(INSTRUCTIONS FOR THE TASK): Retype the records below from the line containing "Task: find each instance of the van side" through the final line, keeping every character unchanged and including both end lines.

===

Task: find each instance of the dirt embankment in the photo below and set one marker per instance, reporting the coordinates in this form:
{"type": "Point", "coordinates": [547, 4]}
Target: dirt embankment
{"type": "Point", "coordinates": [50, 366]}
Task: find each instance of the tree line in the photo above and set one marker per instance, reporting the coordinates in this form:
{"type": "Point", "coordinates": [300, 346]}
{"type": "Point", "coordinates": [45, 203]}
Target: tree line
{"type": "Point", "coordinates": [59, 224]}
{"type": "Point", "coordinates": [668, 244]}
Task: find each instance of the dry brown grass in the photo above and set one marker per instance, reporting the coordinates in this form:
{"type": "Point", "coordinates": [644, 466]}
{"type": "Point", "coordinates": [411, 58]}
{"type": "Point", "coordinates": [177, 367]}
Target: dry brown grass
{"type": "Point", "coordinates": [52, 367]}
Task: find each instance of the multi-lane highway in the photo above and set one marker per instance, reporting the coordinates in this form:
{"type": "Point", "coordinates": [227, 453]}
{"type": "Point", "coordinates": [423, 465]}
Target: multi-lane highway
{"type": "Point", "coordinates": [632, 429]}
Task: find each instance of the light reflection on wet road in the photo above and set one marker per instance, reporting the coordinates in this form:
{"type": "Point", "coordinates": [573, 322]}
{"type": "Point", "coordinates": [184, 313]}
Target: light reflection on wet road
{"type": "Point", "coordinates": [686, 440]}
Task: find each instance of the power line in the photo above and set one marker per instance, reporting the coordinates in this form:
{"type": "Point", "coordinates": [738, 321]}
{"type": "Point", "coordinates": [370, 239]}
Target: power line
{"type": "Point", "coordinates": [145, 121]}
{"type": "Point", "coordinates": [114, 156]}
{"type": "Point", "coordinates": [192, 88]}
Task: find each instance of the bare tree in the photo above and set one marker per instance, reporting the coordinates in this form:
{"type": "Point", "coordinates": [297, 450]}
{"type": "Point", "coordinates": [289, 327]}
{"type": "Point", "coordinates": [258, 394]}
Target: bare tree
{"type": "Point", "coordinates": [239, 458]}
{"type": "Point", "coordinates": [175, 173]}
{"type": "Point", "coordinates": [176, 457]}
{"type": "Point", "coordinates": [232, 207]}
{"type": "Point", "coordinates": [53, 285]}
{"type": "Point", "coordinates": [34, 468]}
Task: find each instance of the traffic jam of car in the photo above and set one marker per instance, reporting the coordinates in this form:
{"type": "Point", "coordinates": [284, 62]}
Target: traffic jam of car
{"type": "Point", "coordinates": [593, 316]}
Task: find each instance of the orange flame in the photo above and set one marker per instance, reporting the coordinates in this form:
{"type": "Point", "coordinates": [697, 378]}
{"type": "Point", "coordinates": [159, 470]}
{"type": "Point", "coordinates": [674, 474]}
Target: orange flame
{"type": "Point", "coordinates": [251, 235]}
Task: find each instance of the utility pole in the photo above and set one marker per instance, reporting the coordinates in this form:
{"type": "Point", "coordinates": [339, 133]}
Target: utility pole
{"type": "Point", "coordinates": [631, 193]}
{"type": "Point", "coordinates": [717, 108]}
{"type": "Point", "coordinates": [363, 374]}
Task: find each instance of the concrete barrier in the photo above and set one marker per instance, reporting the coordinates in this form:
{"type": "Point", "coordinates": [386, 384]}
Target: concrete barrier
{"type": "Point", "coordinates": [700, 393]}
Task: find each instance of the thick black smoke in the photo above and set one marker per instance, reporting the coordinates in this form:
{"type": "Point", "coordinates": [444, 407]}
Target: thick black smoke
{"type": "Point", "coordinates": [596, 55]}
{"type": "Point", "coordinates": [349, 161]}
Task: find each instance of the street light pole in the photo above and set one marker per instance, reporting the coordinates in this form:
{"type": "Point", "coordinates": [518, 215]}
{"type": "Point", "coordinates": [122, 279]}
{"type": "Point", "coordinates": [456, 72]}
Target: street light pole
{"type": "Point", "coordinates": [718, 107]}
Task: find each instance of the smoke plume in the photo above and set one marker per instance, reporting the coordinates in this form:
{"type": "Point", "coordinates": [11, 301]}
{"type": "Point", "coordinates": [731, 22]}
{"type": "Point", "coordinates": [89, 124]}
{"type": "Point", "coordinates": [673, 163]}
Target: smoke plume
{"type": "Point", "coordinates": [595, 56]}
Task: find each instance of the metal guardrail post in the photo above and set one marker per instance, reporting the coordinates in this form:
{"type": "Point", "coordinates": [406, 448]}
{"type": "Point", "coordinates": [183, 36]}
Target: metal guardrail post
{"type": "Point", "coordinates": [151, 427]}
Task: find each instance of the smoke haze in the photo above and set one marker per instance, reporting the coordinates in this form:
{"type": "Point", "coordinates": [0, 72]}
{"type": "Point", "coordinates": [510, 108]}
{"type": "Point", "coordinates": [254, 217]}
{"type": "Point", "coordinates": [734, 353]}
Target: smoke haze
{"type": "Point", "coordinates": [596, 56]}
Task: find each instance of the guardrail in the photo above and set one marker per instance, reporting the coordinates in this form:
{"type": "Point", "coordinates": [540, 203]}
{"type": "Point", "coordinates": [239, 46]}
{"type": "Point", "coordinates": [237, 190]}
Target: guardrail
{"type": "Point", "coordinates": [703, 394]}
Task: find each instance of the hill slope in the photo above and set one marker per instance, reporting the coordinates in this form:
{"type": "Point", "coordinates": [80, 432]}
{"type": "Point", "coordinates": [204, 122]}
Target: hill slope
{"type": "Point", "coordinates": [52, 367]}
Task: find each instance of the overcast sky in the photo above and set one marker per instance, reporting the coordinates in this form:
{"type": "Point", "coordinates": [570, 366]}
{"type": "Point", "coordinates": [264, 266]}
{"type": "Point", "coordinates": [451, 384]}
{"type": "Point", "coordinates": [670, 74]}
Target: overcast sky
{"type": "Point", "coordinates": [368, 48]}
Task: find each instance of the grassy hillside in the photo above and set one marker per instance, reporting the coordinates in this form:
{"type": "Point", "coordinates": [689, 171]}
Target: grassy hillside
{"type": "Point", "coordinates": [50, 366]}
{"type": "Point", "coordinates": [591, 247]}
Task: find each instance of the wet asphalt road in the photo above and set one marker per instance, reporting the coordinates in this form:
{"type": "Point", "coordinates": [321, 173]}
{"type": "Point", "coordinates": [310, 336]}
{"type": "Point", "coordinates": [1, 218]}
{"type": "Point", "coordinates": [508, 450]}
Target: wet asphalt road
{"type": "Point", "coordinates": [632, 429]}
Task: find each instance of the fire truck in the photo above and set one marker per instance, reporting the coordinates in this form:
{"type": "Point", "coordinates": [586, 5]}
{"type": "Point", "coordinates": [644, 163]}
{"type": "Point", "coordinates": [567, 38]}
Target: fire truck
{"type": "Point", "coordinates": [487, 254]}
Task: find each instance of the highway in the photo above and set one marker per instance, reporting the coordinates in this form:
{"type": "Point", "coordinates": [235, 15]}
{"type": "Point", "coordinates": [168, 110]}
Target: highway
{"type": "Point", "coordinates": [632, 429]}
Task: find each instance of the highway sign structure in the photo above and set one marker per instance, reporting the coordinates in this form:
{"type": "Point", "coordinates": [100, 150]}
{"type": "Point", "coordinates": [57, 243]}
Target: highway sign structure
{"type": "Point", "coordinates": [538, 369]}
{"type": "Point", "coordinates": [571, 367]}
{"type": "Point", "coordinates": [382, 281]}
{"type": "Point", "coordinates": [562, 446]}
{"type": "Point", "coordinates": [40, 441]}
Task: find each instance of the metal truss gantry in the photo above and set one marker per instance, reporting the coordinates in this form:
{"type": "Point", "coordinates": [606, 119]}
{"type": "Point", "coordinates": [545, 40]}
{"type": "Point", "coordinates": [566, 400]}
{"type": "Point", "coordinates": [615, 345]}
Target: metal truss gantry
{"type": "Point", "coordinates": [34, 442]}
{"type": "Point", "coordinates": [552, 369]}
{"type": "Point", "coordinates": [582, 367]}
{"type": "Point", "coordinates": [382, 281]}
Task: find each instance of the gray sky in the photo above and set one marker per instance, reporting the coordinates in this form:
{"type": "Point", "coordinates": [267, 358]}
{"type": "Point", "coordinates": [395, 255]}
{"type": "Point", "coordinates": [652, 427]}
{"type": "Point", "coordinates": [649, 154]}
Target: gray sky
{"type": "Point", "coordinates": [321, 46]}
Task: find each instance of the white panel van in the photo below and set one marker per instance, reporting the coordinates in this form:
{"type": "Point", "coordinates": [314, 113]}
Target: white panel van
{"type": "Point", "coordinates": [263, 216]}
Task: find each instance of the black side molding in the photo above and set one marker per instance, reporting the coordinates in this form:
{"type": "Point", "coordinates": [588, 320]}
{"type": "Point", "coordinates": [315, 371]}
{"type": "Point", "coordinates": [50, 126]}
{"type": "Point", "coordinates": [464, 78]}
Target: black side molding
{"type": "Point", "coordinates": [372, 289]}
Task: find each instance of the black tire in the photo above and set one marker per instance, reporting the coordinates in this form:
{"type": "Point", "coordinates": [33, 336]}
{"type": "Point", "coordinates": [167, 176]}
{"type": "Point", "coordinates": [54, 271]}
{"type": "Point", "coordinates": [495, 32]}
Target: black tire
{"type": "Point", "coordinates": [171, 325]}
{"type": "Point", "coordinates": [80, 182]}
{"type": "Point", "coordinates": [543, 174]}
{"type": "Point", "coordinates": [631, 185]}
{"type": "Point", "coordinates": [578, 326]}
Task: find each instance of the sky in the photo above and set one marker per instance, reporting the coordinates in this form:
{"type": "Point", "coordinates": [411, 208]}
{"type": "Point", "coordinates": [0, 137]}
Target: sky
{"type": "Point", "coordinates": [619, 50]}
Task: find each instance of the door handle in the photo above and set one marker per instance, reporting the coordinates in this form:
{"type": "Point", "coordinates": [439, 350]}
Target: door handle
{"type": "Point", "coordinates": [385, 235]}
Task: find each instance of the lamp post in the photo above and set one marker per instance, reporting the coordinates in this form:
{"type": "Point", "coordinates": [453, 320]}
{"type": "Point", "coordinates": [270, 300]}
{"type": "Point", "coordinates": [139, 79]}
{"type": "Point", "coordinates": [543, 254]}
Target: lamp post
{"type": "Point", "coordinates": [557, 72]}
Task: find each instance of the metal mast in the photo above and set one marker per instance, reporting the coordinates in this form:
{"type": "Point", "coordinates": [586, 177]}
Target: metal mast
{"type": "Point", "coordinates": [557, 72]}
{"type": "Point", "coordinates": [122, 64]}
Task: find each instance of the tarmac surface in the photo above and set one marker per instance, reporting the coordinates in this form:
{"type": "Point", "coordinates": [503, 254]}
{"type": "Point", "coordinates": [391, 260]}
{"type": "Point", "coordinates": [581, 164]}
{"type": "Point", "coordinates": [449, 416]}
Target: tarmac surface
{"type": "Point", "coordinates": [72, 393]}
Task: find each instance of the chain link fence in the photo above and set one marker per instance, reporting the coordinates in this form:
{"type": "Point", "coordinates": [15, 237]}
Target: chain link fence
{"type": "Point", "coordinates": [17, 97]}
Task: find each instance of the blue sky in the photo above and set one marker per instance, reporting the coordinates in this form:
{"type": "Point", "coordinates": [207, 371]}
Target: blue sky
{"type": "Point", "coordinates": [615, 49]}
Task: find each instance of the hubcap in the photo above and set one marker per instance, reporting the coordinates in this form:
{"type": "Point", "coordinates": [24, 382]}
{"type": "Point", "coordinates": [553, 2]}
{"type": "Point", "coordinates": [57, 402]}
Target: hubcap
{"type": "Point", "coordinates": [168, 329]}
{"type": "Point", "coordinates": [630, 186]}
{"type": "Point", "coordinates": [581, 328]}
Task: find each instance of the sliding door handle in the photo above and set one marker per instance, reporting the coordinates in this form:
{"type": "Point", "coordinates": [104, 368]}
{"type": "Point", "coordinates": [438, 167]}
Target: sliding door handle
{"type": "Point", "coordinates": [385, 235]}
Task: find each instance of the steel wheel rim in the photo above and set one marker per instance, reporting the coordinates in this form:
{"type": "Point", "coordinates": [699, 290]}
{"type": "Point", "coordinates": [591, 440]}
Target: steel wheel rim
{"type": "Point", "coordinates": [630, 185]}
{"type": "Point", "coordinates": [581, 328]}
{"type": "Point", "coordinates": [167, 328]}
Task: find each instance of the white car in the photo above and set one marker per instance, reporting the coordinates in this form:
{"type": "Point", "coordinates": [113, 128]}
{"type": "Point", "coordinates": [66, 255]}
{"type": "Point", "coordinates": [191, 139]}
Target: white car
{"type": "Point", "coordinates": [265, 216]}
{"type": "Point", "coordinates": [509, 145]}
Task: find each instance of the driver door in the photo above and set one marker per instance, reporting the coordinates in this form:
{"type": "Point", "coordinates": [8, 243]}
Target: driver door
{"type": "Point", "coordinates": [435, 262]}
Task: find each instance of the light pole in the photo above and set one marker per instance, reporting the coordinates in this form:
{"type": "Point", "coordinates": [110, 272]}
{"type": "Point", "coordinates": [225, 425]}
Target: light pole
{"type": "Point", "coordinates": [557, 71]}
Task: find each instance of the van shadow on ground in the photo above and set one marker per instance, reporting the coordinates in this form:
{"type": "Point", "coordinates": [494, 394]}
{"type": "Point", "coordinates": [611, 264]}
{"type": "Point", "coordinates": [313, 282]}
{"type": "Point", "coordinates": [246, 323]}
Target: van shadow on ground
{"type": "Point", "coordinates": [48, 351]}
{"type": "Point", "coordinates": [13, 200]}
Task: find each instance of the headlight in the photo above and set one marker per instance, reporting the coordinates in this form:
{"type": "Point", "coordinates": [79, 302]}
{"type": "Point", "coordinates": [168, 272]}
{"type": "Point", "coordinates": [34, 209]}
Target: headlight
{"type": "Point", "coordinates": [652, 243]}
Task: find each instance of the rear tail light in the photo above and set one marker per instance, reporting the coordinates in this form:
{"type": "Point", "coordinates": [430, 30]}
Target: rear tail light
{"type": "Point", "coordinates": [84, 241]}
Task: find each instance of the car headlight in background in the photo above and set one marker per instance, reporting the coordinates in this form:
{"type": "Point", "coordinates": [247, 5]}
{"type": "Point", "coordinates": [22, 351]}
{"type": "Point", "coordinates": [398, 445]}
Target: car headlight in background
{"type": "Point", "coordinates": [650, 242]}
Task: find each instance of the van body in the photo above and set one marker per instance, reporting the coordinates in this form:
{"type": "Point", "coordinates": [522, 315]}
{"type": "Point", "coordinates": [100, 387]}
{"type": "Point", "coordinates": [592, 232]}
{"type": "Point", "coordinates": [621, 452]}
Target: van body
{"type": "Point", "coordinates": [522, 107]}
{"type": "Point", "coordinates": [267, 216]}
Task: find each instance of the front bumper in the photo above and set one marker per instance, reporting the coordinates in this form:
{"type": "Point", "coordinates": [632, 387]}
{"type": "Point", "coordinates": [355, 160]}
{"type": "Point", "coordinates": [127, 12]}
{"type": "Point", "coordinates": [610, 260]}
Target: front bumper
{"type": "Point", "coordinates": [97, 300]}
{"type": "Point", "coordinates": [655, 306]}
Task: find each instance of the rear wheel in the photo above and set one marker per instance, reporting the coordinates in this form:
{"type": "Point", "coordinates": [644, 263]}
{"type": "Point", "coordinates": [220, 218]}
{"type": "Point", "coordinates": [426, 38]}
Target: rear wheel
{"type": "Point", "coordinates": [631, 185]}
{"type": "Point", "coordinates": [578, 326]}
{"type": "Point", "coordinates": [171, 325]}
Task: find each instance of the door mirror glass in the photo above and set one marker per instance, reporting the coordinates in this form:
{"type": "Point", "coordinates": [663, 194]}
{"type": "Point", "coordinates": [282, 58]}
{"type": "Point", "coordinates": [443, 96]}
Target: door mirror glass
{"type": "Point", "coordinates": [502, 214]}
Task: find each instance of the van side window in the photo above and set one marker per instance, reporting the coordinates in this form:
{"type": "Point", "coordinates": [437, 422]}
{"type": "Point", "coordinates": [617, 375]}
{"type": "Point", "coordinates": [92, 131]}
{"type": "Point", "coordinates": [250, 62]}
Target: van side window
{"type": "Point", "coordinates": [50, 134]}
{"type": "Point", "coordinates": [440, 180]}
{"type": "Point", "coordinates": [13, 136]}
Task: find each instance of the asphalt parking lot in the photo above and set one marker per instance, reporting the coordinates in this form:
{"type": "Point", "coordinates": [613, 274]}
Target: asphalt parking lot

===

(RESPONSE TO THIS TASK):
Task: find each instance of the van side window in the photo above and set one marker per instance, reporting the coordinates in this form:
{"type": "Point", "coordinates": [437, 422]}
{"type": "Point", "coordinates": [617, 375]}
{"type": "Point", "coordinates": [92, 131]}
{"type": "Point", "coordinates": [250, 62]}
Target: van side window
{"type": "Point", "coordinates": [50, 134]}
{"type": "Point", "coordinates": [440, 180]}
{"type": "Point", "coordinates": [13, 136]}
Task: find each instance of the asphalt parking lot in the photo above and set one marker per instance, reporting the coordinates in this form:
{"type": "Point", "coordinates": [613, 274]}
Target: asphalt parking lot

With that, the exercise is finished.